Steady Labor Market May Allow Fed Pause. According to the Conference Board, the steady state of the labor market reflected in the latest employment report will likely keep the Fed on hold at its upcoming meeting later this month. The decline in the unemployment rate in December, following a downward revision in November, suggests that downside risks to the state of the labor market may have been somewhat exaggerated. The latest Job Openings and Labor Turnover Survey (JOLTS) for November continued to support the view of a relatively healthy low-churn labor market as job openings remained low, but so did layoffs. The Fed may pause in January to assess how previous interest rate reductions percolate throughout the economy. However, the FOMC is expected to resume rate cuts later this year.

In Other Words

“My own morality. My own mind. It’s the only thing that can stop me,” President Trump when asked about the limits of his authority in global affairs.

Did You Know

President Trump’s State of the Union (SOTU) address is scheduled for February 24, 2026. No doubt, President Washington’s first State of the Union address, delivered in January 1790, will remain the shortest on record, coming in at just 1089 words.  

Graph of the Week

Data Indicates Underlying Inflation Rose Less Than Expected in December. The core consumer price index, which excludes food and energy categories, increased 0.2% from November, according to the Bureau of Labor Statistics. On an annual basis, it advanced 2.6%, matching a four-year low. While the impact of last year’s government shutdown on the data hasn’t fully unwound, the key positive in this report is flat core goods prices, reinforcing the view that tariff pass‑throughs to consumers have been much milder than anticipated.

__Given data__:

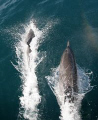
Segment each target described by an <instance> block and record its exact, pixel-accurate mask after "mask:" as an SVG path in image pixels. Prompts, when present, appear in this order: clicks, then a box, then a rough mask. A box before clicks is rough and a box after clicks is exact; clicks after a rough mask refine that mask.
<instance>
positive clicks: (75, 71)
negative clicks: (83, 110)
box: [59, 41, 78, 102]
mask: <svg viewBox="0 0 98 120" xmlns="http://www.w3.org/2000/svg"><path fill="white" fill-rule="evenodd" d="M59 73H60V77H59V83H60V87H61V89H62V87H63V88H64V94H65V96H66V97H67V98H71V99H70V102H71V101H74V97H73V96H74V94H75V93H78V86H77V67H76V61H75V57H74V53H73V51H72V49H71V47H70V43H69V41H68V42H67V47H66V49H65V51H64V52H63V55H62V57H61V61H60V70H59ZM66 97H65V99H66Z"/></svg>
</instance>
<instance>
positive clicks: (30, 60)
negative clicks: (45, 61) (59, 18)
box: [14, 21, 54, 120]
mask: <svg viewBox="0 0 98 120" xmlns="http://www.w3.org/2000/svg"><path fill="white" fill-rule="evenodd" d="M52 25H54V22H51V21H50V22H48V23H47V24H46V26H45V27H44V28H43V29H42V30H39V29H37V27H36V26H35V25H34V22H32V21H31V22H30V24H29V25H26V26H23V27H24V29H25V33H24V34H23V35H21V34H20V38H21V39H20V41H19V42H18V44H17V46H16V55H17V58H18V60H17V63H18V66H16V65H14V67H15V68H16V69H17V70H18V71H19V72H20V73H21V75H20V77H21V80H22V86H21V89H22V96H21V97H20V105H21V107H20V111H19V116H18V119H19V120H20V119H21V118H22V119H28V120H37V118H38V111H39V110H38V104H39V103H40V101H41V96H40V95H39V90H38V81H37V76H36V67H37V65H38V64H39V63H40V62H41V61H42V59H43V58H44V57H45V52H41V53H40V52H38V47H39V45H40V43H41V42H43V40H44V38H45V37H46V36H47V34H48V32H49V30H50V29H51V27H52ZM30 29H32V30H33V31H34V34H35V37H34V38H33V39H32V42H31V43H30V49H31V53H29V54H28V45H27V44H26V41H25V40H26V37H27V34H28V33H29V30H30ZM18 35H19V33H18Z"/></svg>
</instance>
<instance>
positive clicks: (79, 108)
mask: <svg viewBox="0 0 98 120" xmlns="http://www.w3.org/2000/svg"><path fill="white" fill-rule="evenodd" d="M77 69H78V86H79V94H77V95H75V98H76V100H75V102H69V99H68V98H67V99H66V101H65V94H64V89H63V87H62V89H61V87H60V84H59V67H57V68H55V69H52V73H51V76H47V77H46V79H47V81H48V84H49V86H50V88H51V90H52V91H53V93H54V94H55V96H56V98H57V101H58V104H59V106H60V109H61V116H60V119H61V120H81V115H80V113H79V109H80V107H81V101H82V99H83V97H84V95H85V94H86V93H87V92H88V91H90V90H91V86H90V75H92V72H91V73H89V74H87V73H85V72H84V70H83V69H82V68H80V67H79V66H78V65H77Z"/></svg>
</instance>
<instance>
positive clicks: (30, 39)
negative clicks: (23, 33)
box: [26, 29, 35, 53]
mask: <svg viewBox="0 0 98 120" xmlns="http://www.w3.org/2000/svg"><path fill="white" fill-rule="evenodd" d="M34 37H35V34H34V31H33V30H32V29H30V30H29V33H28V35H27V38H26V44H27V45H28V47H29V53H30V52H31V49H30V43H31V41H32V39H33V38H34Z"/></svg>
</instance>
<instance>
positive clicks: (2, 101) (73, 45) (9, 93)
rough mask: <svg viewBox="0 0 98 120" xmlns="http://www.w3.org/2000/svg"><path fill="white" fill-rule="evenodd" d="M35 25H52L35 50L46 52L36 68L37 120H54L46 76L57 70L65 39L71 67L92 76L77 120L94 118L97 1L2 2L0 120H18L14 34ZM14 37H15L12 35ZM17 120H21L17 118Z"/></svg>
mask: <svg viewBox="0 0 98 120" xmlns="http://www.w3.org/2000/svg"><path fill="white" fill-rule="evenodd" d="M32 19H34V20H35V24H36V26H37V28H39V29H40V30H42V29H43V28H44V27H45V25H46V24H47V23H48V22H49V21H51V22H54V23H55V22H56V24H55V25H54V27H52V29H50V31H49V33H48V35H47V36H46V38H45V41H44V42H43V43H42V44H41V45H40V47H39V51H46V53H47V56H46V58H45V59H44V60H43V61H42V62H41V63H40V64H39V65H38V67H37V70H36V71H37V72H36V74H37V77H38V87H39V91H40V95H41V96H42V101H44V102H41V103H40V104H39V106H38V108H39V116H38V118H39V119H41V120H59V116H60V108H59V106H58V103H57V101H56V97H55V96H54V94H53V93H52V91H51V90H50V88H49V86H48V84H47V81H46V80H45V76H47V75H49V74H50V69H51V68H53V67H57V66H58V65H59V63H60V58H61V55H62V53H63V51H64V49H65V47H66V42H67V41H68V40H70V43H71V46H72V49H73V50H74V54H75V57H76V62H77V63H78V64H79V65H80V66H81V67H82V68H84V69H89V70H91V71H93V78H92V80H91V86H94V88H93V90H92V91H90V92H89V93H87V94H86V96H85V97H84V99H83V100H82V106H81V110H80V113H81V118H82V120H97V119H98V87H97V86H98V1H97V0H21V1H19V0H1V1H0V48H1V50H0V120H17V119H18V115H19V108H20V101H19V96H21V94H22V91H21V88H20V86H21V84H22V83H21V79H20V77H19V75H20V73H19V72H18V71H17V70H16V69H15V68H14V67H13V65H12V63H11V61H12V62H13V63H14V64H17V63H16V61H17V57H16V53H15V45H16V44H17V42H18V41H19V39H20V38H19V37H17V36H16V35H17V34H18V33H21V34H23V33H24V32H25V31H24V29H23V27H22V25H25V24H27V23H28V22H29V21H31V20H32ZM16 33H17V34H16ZM21 119H22V120H23V119H24V118H21Z"/></svg>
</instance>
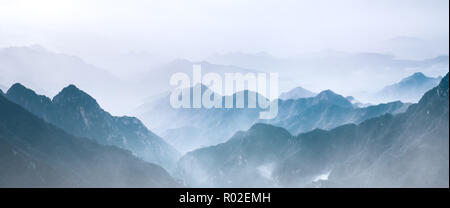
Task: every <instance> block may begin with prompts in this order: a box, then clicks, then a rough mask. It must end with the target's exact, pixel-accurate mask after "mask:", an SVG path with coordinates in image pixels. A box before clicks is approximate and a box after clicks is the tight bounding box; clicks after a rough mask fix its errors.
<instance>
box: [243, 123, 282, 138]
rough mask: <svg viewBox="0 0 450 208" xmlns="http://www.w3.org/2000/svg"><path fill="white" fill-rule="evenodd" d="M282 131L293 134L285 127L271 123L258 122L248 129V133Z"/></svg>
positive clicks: (251, 126) (278, 131)
mask: <svg viewBox="0 0 450 208" xmlns="http://www.w3.org/2000/svg"><path fill="white" fill-rule="evenodd" d="M275 131H276V132H281V133H283V134H285V135H289V136H291V134H290V133H289V132H288V131H287V130H286V129H284V128H281V127H277V126H273V125H270V124H264V123H256V124H254V125H253V126H251V127H250V129H248V131H247V133H250V134H252V133H256V132H263V133H266V132H275Z"/></svg>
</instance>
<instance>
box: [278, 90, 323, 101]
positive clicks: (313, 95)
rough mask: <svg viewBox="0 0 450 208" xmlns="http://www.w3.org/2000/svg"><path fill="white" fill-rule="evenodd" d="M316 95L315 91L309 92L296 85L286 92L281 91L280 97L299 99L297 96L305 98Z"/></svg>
mask: <svg viewBox="0 0 450 208" xmlns="http://www.w3.org/2000/svg"><path fill="white" fill-rule="evenodd" d="M314 96H316V93H314V92H311V91H309V90H307V89H305V88H303V87H296V88H294V89H292V90H290V91H288V92H285V93H281V95H280V99H282V100H288V99H294V100H296V99H299V98H307V97H314Z"/></svg>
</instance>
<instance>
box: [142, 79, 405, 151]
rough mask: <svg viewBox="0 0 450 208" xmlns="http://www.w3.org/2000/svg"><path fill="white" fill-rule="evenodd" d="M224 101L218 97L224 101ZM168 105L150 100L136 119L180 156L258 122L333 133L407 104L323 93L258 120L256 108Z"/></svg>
mask: <svg viewBox="0 0 450 208" xmlns="http://www.w3.org/2000/svg"><path fill="white" fill-rule="evenodd" d="M206 89H207V87H206V86H202V94H203V93H204V92H205V91H206ZM190 90H191V91H192V90H193V88H191V89H190ZM248 93H254V92H251V91H241V92H237V93H235V94H233V95H232V96H233V99H234V100H236V99H235V98H236V96H237V95H239V94H244V98H245V100H246V102H248V100H247V98H248ZM191 95H192V93H191ZM259 96H262V95H259V94H258V93H256V95H255V97H259ZM225 97H226V96H222V101H224V100H225ZM263 99H266V98H263ZM169 100H170V94H166V95H165V96H163V97H160V98H159V99H156V100H153V102H151V103H150V104H148V105H146V106H145V107H142V108H143V109H145V110H144V111H143V112H141V114H140V115H139V117H140V118H142V119H143V121H144V122H145V123H148V124H154V125H153V126H152V128H153V129H154V130H155V131H156V132H158V134H160V135H162V136H163V137H164V138H166V139H167V141H168V142H169V143H170V144H172V145H173V146H174V147H175V148H176V149H177V150H179V151H181V152H183V153H184V152H188V151H192V150H194V149H196V148H199V147H202V146H209V145H215V144H218V143H221V142H224V141H226V139H227V138H229V137H231V136H232V135H233V134H234V133H235V132H236V131H239V130H245V129H248V128H250V127H251V126H252V125H253V124H255V123H258V122H263V123H269V124H273V125H275V126H279V127H283V128H286V129H287V130H288V131H289V132H291V133H293V134H297V133H300V132H306V131H310V130H313V129H315V128H322V129H331V128H334V127H337V126H339V125H342V124H346V123H359V122H362V121H364V120H366V119H369V118H372V117H376V116H379V115H383V114H385V113H399V112H403V111H405V110H406V108H407V107H408V105H409V104H404V103H401V102H392V103H386V104H380V105H375V106H369V107H364V108H359V107H356V106H355V105H353V104H352V103H351V102H350V101H349V100H348V99H346V98H344V97H343V96H341V95H338V94H335V93H334V92H332V91H331V90H326V91H323V92H321V93H319V94H317V95H316V96H315V97H310V98H299V99H295V100H294V99H289V100H277V102H278V115H277V117H275V118H274V119H271V120H259V112H260V111H266V110H265V109H261V108H259V107H258V106H257V108H248V107H247V103H245V104H246V107H245V108H236V107H234V108H211V109H206V108H200V109H195V108H180V109H175V108H172V107H171V105H170V103H169ZM191 100H192V99H191ZM266 100H267V99H266Z"/></svg>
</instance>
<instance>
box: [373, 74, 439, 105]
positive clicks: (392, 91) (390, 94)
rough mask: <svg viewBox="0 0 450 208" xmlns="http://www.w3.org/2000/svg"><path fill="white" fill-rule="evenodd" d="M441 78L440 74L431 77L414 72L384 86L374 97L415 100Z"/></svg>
mask: <svg viewBox="0 0 450 208" xmlns="http://www.w3.org/2000/svg"><path fill="white" fill-rule="evenodd" d="M441 79H442V77H441V76H439V77H436V78H433V77H427V76H425V75H424V74H423V73H421V72H416V73H414V74H413V75H411V76H409V77H406V78H404V79H402V80H401V81H400V82H398V83H395V84H392V85H388V86H386V87H384V88H383V89H382V90H380V91H379V92H377V93H376V95H375V97H376V98H379V99H381V100H384V101H386V100H402V101H404V102H417V101H418V100H420V98H421V97H422V95H423V94H424V93H425V92H427V91H428V90H430V89H432V88H433V87H436V86H437V85H438V84H439V82H440V80H441Z"/></svg>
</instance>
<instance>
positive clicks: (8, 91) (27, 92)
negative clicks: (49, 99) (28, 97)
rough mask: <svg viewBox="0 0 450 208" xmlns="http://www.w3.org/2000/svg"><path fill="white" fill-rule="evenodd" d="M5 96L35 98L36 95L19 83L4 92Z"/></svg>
mask: <svg viewBox="0 0 450 208" xmlns="http://www.w3.org/2000/svg"><path fill="white" fill-rule="evenodd" d="M6 94H7V95H8V96H18V95H20V96H27V95H28V96H37V94H36V93H35V92H34V91H33V90H31V89H28V88H26V87H25V86H23V85H22V84H20V83H15V84H13V85H12V86H11V87H10V88H9V90H8V91H7V92H6Z"/></svg>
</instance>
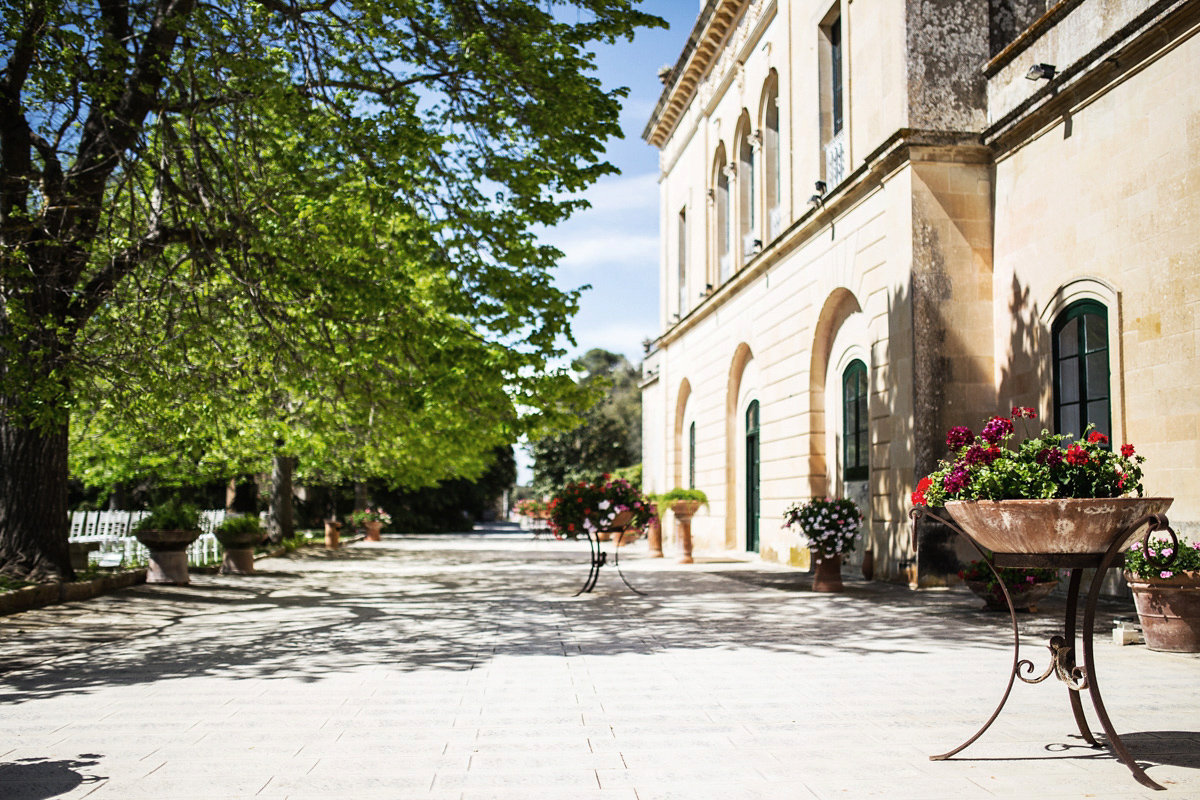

__Things to do__:
1 - Do these statements agree with the market newsletter, answering yes or no for each and quoting the words of the text that decide it? (a) The unemployment rate fell in December. (b) President Washington's first State of the Union address was delivered in February 1790. (c) On an annual basis, core consumer prices reached a four-year high.
2 - Output the stretch of the market newsletter from "President Trump’s State" through "milder than anticipated.", word for word.

__Exercise results__:
1 -
(a) Yes: "The decline in the unemployment rate in December"
(b) No: "delivered in January 1790"
(c) No: "On an annual basis, it advanced 2.6%, matching a four-year low."

2 -
President Trump’s State of the Union (SOTU) address is scheduled for February 24, 2026. No doubt, President Washington’s first State of the Union address, delivered in January 1790, will remain the shortest on record, coming in at just 1089 words.  

Graph of the Week

Data Indicates Underlying Inflation Rose Less Than Expected in December. The core consumer price index, which excludes food and energy categories, increased 0.2% from November, according to the Bureau of Labor Statistics. On an annual basis, it advanced 2.6%, matching a four-year low. While the impact of last year’s government shutdown on the data hasn’t fully unwound, the key positive in this report is flat core goods prices, reinforcing the view that tariff pass‑throughs to consumers have been much milder than anticipated.